** Excerpted text **
· · · · ·
Rolshoven was born on October 28, 1858 in Detroit, Michigan. At 18 he went to New York City to study at the Cooper Union Art School, then the Düsseldorf Academy, then continued on to Munich, studying under the Kentucky-born artist Frank Duveneck in his Venice and Florence schools, becoming one of the "Duveneck Boys". After some years in Paris and London, Rolshoven decided to settle in Florence in 1902. In 1905, while he was drawing outdoors, he discovered a building that had maintained the old charm of a castle, called "Devil's Castle" and belonged to the family Talani. The artist was so enthusiastic of the environment that in 1907 he bought the property in state of disrepair.
Finally Rolshoven returned to the United States at the beginning of World War I. In December 1915 he married his second wife Harriette Haynes Blazo in Los Angeles.

By 1916 Rolshoven had settled in the American southwest, setting up a studio in Santa Fe's Governor's Palace. He was also an early member of the Taos Society of Artists. From 1920 until his death he moved back and forth among his three residences, Florence, Detroit and Santa Fe. He died December 8, 1930 on shipboard in the Atlantic. "He lived for 40 years in Florence, Italy, his adopted home, re-converting a 900-year-old home, "Castello del Diavolo" into an estate so splendid that an impressed Italian government designated it as a national monument".

In September 1957 Mrs. Rolshoven, the artist's widow, signed an agreement for a total donation in favor of the University of New Mexico of $100,000, of which $15,000 immediately and the remaining $85,000 to be paid later and from her assets; in addition, she donated twenty works made by her husband, which were prudently estimated at approximately between $50,000 and $75,000.
· · · · ·
** Tasks to complete **
• A. Rewrite the Rolshoven text from "In September 1957" up to and including "between $50,000 and $75,000.", replacing "donation" with "gift".
• B. Does the Rolshoven text support each statement? Answer yes or no and quote the deciding words. (i) Rolshoven settled in Florence in 1902. (ii) Rolshoven married his second wife in Santa Fe. (iii) His widow donated twenty of his works to the University of New Mexico.
· · · · ·
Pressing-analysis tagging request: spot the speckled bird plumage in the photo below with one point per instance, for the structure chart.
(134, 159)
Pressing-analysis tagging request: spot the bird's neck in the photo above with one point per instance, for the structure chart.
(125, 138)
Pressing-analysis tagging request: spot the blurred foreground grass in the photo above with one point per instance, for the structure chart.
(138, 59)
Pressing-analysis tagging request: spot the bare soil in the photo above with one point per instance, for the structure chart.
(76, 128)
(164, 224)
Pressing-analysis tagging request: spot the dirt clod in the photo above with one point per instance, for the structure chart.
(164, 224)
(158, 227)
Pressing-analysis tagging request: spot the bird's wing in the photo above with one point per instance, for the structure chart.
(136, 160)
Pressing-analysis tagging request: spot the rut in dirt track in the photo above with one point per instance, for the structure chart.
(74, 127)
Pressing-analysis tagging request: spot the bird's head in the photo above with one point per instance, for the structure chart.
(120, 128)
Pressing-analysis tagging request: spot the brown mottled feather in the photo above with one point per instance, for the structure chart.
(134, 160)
· · · · ·
** Task responses **
• A.
In September 1957 Mrs. Rolshoven, the artist's widow, signed an agreement for a total gift in favor of the University of New Mexico of $100,000, of which $15,000 immediately and the remaining $85,000 to be paid later and from her assets; in addition, she donated twenty works made by her husband, which were prudently estimated at approximately between $50,000 and $75,000.

• B.
(i) Yes: "Rolshoven decided to settle in Florence in 1902"
(ii) No: "In December 1915 he married his second wife Harriette Haynes Blazo in Los Angeles"
(iii) Yes: "she donated twenty works made by her husband"